### [ASSIGNED TASK]
In the material below, the lines to reproduce exactly are the one containing "sky on this basis." and all lines after it through the last.

### [INPUT]

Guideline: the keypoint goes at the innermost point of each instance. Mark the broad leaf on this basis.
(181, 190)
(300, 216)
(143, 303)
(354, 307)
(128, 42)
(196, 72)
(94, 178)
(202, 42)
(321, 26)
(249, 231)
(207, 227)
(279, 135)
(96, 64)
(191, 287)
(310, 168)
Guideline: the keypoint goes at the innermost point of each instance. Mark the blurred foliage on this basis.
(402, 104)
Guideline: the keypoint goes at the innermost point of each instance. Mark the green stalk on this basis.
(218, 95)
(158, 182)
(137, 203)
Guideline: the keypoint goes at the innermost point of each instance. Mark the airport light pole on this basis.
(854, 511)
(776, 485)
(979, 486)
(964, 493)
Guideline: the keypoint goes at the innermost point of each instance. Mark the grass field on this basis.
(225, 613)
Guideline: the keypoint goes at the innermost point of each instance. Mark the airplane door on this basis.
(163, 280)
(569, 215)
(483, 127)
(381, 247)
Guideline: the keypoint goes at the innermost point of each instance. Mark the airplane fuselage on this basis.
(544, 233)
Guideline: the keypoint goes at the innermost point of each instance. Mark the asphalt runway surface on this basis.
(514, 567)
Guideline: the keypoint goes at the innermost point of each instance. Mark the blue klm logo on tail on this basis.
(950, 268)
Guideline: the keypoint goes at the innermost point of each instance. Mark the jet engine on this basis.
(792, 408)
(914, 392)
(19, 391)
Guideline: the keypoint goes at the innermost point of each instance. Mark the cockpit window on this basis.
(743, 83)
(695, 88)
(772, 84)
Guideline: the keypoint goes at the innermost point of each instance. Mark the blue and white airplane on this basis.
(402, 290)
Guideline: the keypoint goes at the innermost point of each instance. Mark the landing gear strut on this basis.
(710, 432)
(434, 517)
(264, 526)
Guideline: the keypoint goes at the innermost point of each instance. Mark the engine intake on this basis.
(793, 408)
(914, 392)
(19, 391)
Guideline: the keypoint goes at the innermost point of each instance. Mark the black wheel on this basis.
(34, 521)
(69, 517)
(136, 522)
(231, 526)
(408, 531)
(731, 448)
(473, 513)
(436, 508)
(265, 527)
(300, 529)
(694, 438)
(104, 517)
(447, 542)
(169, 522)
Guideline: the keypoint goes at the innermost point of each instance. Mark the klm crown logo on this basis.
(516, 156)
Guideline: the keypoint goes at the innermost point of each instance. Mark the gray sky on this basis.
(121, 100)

### [YOUR SOLUTION]
Guideline: the keypoint goes at the innermost point of each instance. Mark the gray sky on this basis.
(121, 100)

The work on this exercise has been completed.